— START Quoted passage —

That Darvish only has two strikeouts with the cutter might seem like an indictment of the pitch, but it isn’t. He doesn’t use it much in two-strike counts, preferring to go to the pitch early in the count to get ahead of hitters. From there, he turns to his best out pitches, his four-seam fastball, slider and curveball. Darvish has thrown one of those three pitches on 74.5% of his two-strike offerings this season.
With some help from Trevor Plouffe, we can see how Darvish uses the cutter both to get ahead in the count and to set up a hitter for one of his premier out pitches. Darvish jumped ahead with a four-seam fastball to start the at bat. On 0–1, he comes back with a cutter. It’s spotted nicely on the outside corner, and Plouffe takes it for strike two.
Notice that the pitch comes in at 89 mph. Your eyes might tell you slider, but the velocity tells the real story. Unless Darvish turned into Noah Syndergaard overnight, this pitch is a cutter. Plouffe has now seen a 94 mph four-seamer and 89 mph cutter from Darvish. The first one was straight, and the second one had some break down and away. Darvish now has Plouffe set up for the slider, which mirrors the movement of the cutter, but at a speed of 81 mph. Plouffe is incapable of keeping his hands back, which is not a commentary on him, but more on what a lethal combination Darvish has with his cutter and slider.
Darvish’s cutter is never going to be his best pitch, but it’s clear that it’s going to be a more important weapon in his arsenal than ever before. Not only could it lessen the strain on his elbow by reducing the number of 94-95 mph four-seamers he throws, it could make his already filthy slider that much harder for hitters to identify.

— END Quoted passage —
— START Records supplied —

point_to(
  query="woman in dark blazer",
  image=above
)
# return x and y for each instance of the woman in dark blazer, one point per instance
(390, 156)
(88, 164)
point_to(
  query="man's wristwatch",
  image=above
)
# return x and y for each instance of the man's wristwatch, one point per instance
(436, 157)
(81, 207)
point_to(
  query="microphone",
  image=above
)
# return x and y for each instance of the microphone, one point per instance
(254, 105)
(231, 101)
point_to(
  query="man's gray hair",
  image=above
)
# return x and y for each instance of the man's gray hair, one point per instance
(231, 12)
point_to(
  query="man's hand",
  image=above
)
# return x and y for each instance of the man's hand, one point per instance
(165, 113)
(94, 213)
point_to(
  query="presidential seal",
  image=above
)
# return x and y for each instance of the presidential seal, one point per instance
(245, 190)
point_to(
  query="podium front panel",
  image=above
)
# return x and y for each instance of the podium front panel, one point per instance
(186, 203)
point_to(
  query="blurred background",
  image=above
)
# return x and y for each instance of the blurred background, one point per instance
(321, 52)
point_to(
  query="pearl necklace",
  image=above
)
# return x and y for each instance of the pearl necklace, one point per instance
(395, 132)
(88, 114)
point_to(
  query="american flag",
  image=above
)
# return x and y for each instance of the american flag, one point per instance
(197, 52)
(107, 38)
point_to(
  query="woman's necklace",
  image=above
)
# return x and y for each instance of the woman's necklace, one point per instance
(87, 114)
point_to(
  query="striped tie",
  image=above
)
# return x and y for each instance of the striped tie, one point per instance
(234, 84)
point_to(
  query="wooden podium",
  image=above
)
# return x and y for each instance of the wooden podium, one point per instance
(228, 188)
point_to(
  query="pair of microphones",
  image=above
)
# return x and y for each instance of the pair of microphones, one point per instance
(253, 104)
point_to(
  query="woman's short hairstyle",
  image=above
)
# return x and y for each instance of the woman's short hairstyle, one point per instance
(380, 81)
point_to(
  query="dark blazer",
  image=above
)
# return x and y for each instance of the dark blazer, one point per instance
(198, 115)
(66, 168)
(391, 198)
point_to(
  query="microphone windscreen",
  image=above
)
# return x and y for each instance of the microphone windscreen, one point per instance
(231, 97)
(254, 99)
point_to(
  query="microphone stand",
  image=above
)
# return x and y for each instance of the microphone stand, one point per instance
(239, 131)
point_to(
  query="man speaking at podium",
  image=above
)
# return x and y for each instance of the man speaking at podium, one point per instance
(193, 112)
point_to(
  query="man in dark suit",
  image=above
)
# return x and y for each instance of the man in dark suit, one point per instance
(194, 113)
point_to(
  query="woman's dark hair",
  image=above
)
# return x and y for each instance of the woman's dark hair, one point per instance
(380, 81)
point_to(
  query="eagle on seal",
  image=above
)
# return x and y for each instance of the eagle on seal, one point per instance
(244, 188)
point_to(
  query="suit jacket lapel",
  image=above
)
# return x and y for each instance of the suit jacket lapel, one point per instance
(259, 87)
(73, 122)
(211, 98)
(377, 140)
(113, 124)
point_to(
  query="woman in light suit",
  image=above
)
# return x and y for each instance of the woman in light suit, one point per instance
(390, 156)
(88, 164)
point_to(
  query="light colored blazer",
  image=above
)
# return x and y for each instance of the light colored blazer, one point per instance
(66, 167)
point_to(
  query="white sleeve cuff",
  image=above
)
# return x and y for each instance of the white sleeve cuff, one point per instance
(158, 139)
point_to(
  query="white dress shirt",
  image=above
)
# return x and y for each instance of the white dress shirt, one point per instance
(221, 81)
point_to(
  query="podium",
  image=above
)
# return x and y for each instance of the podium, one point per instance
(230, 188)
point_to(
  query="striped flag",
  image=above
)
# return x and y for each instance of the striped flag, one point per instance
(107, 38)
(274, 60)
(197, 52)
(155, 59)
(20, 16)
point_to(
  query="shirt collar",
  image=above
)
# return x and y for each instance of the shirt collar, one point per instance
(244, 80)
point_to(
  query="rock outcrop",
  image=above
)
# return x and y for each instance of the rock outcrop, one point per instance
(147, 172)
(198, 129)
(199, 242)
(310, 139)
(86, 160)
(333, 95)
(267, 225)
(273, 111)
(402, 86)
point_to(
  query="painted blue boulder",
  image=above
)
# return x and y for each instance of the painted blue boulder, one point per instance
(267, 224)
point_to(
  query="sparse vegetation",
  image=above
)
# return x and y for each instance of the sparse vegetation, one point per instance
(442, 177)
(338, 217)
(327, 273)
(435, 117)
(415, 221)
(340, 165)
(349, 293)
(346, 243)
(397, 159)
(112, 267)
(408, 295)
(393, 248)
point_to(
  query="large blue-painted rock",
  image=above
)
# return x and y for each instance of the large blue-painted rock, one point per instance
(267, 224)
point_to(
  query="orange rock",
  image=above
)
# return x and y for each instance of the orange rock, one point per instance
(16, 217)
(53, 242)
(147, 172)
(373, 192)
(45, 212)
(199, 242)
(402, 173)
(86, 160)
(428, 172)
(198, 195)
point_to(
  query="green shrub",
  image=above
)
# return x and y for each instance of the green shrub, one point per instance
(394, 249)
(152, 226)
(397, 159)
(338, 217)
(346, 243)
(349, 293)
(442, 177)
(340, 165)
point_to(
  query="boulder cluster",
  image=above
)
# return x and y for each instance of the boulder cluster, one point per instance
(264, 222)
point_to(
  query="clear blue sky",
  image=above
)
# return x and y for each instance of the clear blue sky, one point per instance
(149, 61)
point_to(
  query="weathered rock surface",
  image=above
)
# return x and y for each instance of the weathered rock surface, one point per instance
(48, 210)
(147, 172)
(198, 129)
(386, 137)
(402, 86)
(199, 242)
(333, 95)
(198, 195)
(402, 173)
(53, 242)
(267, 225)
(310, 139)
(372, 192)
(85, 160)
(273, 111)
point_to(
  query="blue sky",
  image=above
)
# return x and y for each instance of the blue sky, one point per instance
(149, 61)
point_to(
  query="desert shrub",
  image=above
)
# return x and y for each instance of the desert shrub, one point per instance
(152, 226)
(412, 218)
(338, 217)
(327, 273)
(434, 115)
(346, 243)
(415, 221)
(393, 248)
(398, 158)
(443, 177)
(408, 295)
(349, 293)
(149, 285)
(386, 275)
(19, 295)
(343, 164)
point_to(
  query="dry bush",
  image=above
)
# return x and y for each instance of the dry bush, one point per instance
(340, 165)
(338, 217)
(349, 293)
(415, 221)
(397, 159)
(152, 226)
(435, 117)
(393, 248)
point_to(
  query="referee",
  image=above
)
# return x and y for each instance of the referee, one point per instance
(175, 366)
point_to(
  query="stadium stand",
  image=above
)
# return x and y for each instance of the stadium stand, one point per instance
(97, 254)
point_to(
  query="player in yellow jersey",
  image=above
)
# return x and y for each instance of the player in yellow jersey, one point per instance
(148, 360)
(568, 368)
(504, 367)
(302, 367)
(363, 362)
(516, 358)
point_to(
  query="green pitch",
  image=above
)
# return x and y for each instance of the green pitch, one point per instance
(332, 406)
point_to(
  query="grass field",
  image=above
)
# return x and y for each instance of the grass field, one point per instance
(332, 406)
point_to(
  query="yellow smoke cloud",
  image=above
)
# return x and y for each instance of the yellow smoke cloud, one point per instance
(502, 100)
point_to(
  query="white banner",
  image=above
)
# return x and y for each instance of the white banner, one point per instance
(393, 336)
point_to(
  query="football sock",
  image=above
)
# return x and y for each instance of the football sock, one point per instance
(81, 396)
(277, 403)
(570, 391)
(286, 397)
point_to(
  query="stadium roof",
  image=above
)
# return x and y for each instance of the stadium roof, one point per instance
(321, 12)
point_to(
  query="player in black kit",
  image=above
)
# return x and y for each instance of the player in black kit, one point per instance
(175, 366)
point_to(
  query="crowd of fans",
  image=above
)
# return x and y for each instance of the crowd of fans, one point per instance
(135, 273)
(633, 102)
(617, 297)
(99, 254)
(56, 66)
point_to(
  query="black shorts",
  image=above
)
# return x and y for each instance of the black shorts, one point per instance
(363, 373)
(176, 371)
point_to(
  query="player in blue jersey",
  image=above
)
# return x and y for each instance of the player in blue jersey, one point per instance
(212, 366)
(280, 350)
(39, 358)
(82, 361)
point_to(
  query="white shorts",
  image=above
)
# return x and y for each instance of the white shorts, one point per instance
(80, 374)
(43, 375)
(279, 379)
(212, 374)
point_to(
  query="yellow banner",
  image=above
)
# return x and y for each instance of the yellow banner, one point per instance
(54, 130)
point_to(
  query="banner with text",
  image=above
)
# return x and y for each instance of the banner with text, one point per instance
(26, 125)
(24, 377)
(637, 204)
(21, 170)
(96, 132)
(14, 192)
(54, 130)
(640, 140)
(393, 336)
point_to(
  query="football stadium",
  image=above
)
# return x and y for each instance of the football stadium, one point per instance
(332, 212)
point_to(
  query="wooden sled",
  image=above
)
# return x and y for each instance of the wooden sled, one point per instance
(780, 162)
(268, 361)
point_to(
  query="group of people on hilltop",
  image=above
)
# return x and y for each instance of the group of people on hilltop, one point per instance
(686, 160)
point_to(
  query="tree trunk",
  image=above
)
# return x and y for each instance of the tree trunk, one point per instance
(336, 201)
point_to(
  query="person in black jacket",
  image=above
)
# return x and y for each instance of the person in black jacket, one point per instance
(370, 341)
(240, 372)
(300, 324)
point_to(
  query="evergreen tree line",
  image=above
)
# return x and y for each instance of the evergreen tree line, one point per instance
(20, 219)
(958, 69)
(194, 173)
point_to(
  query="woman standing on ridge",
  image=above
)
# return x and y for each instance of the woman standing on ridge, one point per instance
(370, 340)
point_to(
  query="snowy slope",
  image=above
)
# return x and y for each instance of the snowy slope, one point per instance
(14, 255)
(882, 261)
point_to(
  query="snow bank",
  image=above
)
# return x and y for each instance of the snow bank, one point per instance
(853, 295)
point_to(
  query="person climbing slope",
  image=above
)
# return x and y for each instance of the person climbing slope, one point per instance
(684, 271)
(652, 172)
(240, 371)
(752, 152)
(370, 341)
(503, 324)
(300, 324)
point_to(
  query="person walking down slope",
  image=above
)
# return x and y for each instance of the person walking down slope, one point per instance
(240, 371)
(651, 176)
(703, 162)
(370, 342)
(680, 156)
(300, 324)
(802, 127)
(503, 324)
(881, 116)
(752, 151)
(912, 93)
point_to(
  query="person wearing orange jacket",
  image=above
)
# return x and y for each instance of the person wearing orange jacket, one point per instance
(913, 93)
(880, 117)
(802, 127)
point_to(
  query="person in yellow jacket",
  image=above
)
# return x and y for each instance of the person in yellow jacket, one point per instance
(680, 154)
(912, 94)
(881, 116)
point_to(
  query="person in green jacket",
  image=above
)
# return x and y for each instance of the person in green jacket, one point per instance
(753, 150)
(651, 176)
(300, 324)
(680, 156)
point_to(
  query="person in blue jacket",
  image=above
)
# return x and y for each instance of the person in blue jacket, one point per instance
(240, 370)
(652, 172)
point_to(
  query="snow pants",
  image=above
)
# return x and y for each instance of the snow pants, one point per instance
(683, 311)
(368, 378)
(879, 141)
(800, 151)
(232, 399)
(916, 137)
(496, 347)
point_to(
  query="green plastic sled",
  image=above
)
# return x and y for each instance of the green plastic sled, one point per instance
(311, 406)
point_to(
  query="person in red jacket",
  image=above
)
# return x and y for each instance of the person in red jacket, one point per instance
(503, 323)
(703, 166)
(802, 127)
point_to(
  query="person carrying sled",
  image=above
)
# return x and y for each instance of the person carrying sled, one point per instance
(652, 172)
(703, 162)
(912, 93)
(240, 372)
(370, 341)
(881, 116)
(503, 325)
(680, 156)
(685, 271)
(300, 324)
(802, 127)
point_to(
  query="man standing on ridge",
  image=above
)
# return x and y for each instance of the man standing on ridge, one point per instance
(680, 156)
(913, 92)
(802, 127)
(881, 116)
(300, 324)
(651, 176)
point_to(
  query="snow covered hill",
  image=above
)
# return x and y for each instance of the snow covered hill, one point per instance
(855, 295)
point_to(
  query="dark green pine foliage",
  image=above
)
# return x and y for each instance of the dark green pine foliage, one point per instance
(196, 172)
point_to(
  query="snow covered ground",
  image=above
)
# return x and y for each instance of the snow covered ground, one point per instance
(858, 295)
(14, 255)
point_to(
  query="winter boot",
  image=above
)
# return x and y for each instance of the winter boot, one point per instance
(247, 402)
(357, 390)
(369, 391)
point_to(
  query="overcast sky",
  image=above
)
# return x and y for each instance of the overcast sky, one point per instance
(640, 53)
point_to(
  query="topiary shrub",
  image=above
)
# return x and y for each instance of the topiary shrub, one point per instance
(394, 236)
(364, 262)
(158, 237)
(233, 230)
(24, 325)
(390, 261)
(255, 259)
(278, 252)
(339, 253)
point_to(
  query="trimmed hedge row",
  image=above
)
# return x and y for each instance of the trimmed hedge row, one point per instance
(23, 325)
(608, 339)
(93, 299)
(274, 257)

— END Records supplied —

#### Exercise set
1) Answer these about the passage on Darvish's cutter:
(a) On what percentage of his two-strike offerings this season has Darvish thrown his four-seam fastball, slider or curveball?
(b) At what speed did the cutter Plouffe took for strike two come in?
(c) Strain on what part of Darvish's body could the cutter lessen?
2) From the passage on Darvish's cutter, copy word for word the part between "With some help" and "for strike two.", inclusive.

#### Expected responses
1)
(a) 74.5%
(b) 89 mph
(c) His elbow

2)
With some help from Trevor Plouffe, we can see how Darvish uses the cutter both to get ahead in the count and to set up a hitter for one of his premier out pitches. Darvish jumped ahead with a four-seam fastball to start the at bat. On 0–1, he comes back with a cutter. It’s spotted nicely on the outside corner, and Plouffe takes it for strike two.